### Data records
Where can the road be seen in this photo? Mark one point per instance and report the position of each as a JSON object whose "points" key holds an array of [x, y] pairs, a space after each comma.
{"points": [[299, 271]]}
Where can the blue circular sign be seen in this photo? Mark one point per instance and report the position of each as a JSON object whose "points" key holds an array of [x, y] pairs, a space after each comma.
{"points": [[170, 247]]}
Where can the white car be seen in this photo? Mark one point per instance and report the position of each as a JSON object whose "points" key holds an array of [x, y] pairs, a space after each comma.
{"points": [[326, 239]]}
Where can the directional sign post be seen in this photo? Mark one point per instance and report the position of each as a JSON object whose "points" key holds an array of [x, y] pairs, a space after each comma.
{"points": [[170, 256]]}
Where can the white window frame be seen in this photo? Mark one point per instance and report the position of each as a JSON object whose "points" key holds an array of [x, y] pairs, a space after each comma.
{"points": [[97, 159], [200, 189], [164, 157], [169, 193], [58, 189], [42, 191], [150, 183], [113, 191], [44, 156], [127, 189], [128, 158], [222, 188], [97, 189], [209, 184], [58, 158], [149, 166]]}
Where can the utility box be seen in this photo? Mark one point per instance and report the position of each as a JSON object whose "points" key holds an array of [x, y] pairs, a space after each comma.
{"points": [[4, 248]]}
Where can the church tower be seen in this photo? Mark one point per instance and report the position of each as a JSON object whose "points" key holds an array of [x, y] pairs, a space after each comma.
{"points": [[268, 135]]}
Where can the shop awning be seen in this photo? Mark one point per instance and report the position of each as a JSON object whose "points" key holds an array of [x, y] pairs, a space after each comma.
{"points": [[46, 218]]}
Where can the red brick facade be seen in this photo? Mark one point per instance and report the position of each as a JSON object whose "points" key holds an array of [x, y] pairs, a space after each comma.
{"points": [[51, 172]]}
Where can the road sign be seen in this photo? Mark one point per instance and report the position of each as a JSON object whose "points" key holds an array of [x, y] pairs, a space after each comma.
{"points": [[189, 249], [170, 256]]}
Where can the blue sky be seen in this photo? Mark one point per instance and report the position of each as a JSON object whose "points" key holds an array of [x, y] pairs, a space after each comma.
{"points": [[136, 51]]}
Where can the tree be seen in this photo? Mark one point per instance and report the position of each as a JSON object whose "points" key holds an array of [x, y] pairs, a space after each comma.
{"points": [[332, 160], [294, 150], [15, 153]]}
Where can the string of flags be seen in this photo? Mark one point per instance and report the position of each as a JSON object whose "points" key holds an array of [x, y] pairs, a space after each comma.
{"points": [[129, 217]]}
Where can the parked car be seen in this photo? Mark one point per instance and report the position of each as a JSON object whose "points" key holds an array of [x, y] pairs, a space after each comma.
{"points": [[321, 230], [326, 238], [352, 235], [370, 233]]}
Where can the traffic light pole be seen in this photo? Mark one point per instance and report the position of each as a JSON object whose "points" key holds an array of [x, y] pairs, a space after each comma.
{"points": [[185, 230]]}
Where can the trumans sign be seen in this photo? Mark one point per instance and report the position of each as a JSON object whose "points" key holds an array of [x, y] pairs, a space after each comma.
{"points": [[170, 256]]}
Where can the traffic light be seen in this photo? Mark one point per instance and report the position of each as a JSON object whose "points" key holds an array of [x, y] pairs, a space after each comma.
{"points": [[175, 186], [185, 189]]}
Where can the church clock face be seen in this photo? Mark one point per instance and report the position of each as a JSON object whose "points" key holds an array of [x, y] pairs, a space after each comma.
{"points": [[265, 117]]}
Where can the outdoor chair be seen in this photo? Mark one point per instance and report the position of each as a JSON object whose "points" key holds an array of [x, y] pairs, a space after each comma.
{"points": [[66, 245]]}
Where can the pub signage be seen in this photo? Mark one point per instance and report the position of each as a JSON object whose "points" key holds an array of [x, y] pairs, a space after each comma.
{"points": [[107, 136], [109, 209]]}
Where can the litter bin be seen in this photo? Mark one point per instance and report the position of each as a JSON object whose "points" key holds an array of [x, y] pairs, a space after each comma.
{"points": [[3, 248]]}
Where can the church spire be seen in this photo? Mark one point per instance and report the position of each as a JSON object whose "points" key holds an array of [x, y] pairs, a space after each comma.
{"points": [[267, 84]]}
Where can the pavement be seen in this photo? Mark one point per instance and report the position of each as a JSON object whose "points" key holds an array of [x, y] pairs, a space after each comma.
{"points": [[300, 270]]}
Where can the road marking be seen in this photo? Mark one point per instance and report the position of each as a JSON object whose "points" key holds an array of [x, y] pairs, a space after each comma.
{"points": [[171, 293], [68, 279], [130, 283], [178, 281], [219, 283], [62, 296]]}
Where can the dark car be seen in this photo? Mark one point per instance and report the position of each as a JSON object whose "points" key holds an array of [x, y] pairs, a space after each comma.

### Aim of the task
Print out the whole listing exactly as it appears.

### Reply to the task
Where can the road be seen in this photo? Mark one point per instance and report the position of each as a JSON object whose "points" key holds an array of [x, y] pairs, a space after each comma.
{"points": [[299, 271]]}
Where can the blue circular sign be seen in this photo? Mark one point per instance and report the position of each as a JSON object whose "points" key holds an array of [x, y] pairs, a space after each comma.
{"points": [[170, 247]]}
Where can the white car be seen in this photo? Mark one point per instance and report the position of each as a JSON object whose "points" key holds an array of [x, y] pairs, a space after each comma.
{"points": [[326, 239]]}
Where can the directional sign post be seen in this photo? Mark one point per instance and report the position of each as a JSON object whose "points" key holds an array of [x, y] pairs, a space after each comma.
{"points": [[170, 256]]}
Where can the white window frame be seen in this photo? Mark one point per instance and report the position of each as a JSON object whose "points" key holds an array of [x, y] pairs, a space after each comma.
{"points": [[97, 159], [200, 189], [164, 157], [169, 193], [58, 189], [42, 191], [150, 183], [113, 191], [44, 156], [127, 189], [128, 158], [222, 188], [97, 189], [209, 184], [58, 158], [149, 166]]}
Where can the utility box be seen in this photo? Mark one point per instance and report the position of each as a JSON object whose "points" key holds an array of [x, y] pairs, a space after each comma.
{"points": [[4, 248]]}
Where can the church tower be seen in this photo? Mark one point per instance and report the position of each as a JSON object whose "points" key holds an array of [x, y] pairs, a space after each comma.
{"points": [[268, 135]]}
Where can the shop awning be seen in this photo? Mark one point per instance and report the position of each as a JSON object whose "points" key holds an array of [x, y] pairs, a space after each comma.
{"points": [[46, 218]]}
Where can the red brick facade be seen in this photo? Mark one point per instance and report the position of each as a JSON object whose "points" key holds an array of [x, y] pairs, a space after each comma.
{"points": [[51, 172]]}
Where can the road sign be seen in this photo? Mark one point per instance and report the position of each as a JSON object whose "points" key holds an array of [x, y] pairs, a space after each comma.
{"points": [[189, 249], [170, 256]]}
Where can the blue sky be seen in this photo? Mark one point per instance and report the position of each as a JSON object whose "points" key holds an array of [x, y] pairs, a space after each comma.
{"points": [[136, 51]]}
Where can the tree be seen in this photo? Mark one point per instance and report the position of each as a JSON object whose "points" key holds an array of [x, y] pairs, a space after each comma.
{"points": [[332, 160], [294, 150], [15, 153]]}
Where can the string of flags be seen in this photo? Mark one point per instance and report the position of each as a JSON object whose "points" key holds an array of [x, y] pairs, a space after each comma.
{"points": [[129, 217]]}
Where can the parked car be seen in this photo? Mark one point per instance and report the position of each as a JSON object whose "points" key holds an array of [x, y] pairs, a space after each comma.
{"points": [[321, 230], [326, 238], [352, 235], [370, 233]]}
Where can the traffic light pole be seen in this photo? Mark one point per instance and report the position of each as a JSON object whose "points" key holds an array of [x, y] pairs, a space after each comma.
{"points": [[185, 230]]}
Where can the trumans sign be seen in this photo? Mark one point per instance and report the position of each as a JSON object whose "points" key holds an array of [x, y] pairs, a space after each comma.
{"points": [[170, 256]]}
Where can the traffic light be seen in this photo? Mark one point per instance and report the position of each as a JSON object whose "points" key holds an array of [x, y] pairs, a space after each comma.
{"points": [[175, 186], [185, 189]]}
Where can the church clock face be seen in this photo? Mark one point per instance and report the position of each as a JSON object whose "points" key holds an array of [x, y] pairs, a space after each comma.
{"points": [[265, 117]]}
Where can the outdoor chair be seen in this photo? Mark one point per instance and report the position of each as a JSON object whose "points" key holds an array of [x, y] pairs, a space after each comma.
{"points": [[66, 245]]}
Where can the pub signage be seen in this photo? Mark one point per instance and report the position of each as a JSON object whose "points" key holds an array of [x, y] pairs, a space after each comma.
{"points": [[107, 136], [109, 209]]}
Where can the litter bin be seen in this photo? Mark one point per instance and report the position of each as a JSON object whose "points" key holds an array of [x, y] pairs, a space after each comma.
{"points": [[3, 248]]}
Where can the church spire be seen in this photo? Mark one point per instance and report the position of each as a JSON object whose "points" key holds an array of [x, y] pairs, a space after each comma.
{"points": [[267, 84]]}
Where can the pavement be seen in this photo? Mark one point per instance and report the position of each as a JSON object whose "points" key holds an array of [x, y] pairs, a space after each comma.
{"points": [[300, 270]]}
Where can the road marking be seen in this photo? Mark one point per instance and report the position of each as a JSON object whose "points" key holds an array of [x, y] pairs, a space after each comma.
{"points": [[171, 293], [68, 279], [130, 283], [178, 281], [219, 283], [62, 296]]}
Where can the dark car be seen in this photo? Mark one point per instance and report the position of each as a JSON object whose "points" key holds an array of [x, y] pairs, a space after each comma.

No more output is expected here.